AIM OF THE TASK
Copy every one of the entries below word for word, keeping each line unchanged.

Data records

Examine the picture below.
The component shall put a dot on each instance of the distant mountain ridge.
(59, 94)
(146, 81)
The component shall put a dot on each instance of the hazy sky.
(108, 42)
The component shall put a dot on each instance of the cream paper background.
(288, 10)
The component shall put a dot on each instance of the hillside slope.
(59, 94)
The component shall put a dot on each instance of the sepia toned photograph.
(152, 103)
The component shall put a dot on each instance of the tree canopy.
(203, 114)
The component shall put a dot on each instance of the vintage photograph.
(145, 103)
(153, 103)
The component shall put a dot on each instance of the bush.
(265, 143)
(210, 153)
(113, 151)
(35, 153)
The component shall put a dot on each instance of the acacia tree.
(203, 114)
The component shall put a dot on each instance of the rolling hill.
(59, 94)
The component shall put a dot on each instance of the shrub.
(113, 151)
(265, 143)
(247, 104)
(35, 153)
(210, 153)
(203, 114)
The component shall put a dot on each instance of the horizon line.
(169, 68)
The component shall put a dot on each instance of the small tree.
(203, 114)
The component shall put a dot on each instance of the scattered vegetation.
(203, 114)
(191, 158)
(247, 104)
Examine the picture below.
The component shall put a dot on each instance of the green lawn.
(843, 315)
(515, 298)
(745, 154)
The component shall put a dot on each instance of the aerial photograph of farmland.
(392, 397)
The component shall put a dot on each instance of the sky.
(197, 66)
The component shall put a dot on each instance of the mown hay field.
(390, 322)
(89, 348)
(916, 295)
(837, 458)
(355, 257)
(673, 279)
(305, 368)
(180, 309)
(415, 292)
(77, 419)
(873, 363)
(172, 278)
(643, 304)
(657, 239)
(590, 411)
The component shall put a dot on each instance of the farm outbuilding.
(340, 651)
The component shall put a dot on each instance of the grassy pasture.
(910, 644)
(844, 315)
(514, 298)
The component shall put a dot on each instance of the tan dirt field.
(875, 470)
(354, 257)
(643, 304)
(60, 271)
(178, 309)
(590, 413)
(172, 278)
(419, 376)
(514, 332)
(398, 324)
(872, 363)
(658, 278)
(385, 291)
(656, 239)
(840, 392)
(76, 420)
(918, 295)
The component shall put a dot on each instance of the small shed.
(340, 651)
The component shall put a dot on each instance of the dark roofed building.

ANSWER FOR THE TASK
Examine the picture below.
The component shall put a dot on each instance of the distant mountain ridge.
(59, 94)
(146, 81)
The component shall put a dot on each instance of the hazy sky.
(108, 42)
The component shall put a dot on each instance of the cream paper background.
(288, 10)
The component shall put a dot on each instance of the hillside slope.
(59, 94)
The component shall put a dot on each instance of the sepia toned photograph.
(152, 103)
The component shall put a dot on each instance of the tree canopy.
(203, 114)
The component shall put a dot on each instance of the vintage photograph.
(145, 103)
(153, 103)
The component shall put a dot on each instance of the bush.
(265, 143)
(210, 153)
(113, 151)
(35, 153)
The component shall put a dot on each instance of the acacia tree.
(203, 114)
The component shall put a dot on each instance of the rolling hill.
(59, 94)
The component shall put a dot on each instance of the shrub.
(113, 151)
(265, 143)
(247, 104)
(35, 153)
(210, 153)
(203, 114)
The component shall put a dot on each instance of the horizon line.
(169, 68)
The component shall put a dot on each instance of the small tree.
(203, 114)
The component shall put a dot on each instance of the scattered vegetation.
(203, 114)
(191, 158)
(247, 104)
Examine the picture below.
The component shall put a dot on each instance of the green lawn.
(843, 315)
(515, 298)
(745, 154)
The component shall put a dot on each instance of the aerial photograph of farmland.
(392, 397)
The component shall put a dot on each instance of the sky.
(197, 66)
The component shall put a dot on each instance of the mown hay field.
(390, 322)
(89, 348)
(916, 295)
(837, 458)
(355, 257)
(673, 279)
(305, 368)
(180, 309)
(415, 292)
(77, 419)
(873, 363)
(172, 278)
(643, 304)
(657, 239)
(590, 411)
The component shall put a dot on each instance of the farm outbuilding.
(340, 651)
The component shall put a dot on each instance of the grassy pasture.
(910, 644)
(844, 315)
(514, 298)
The component shall put a dot on each instance of the tan dirt field.
(875, 470)
(354, 257)
(643, 304)
(60, 271)
(178, 309)
(590, 413)
(172, 278)
(419, 376)
(514, 332)
(398, 324)
(872, 363)
(658, 278)
(385, 291)
(656, 239)
(840, 392)
(76, 420)
(918, 295)
The component shall put a dot on each instance of the small shed.
(340, 651)
The component shall put a dot on each instance of the dark roofed building.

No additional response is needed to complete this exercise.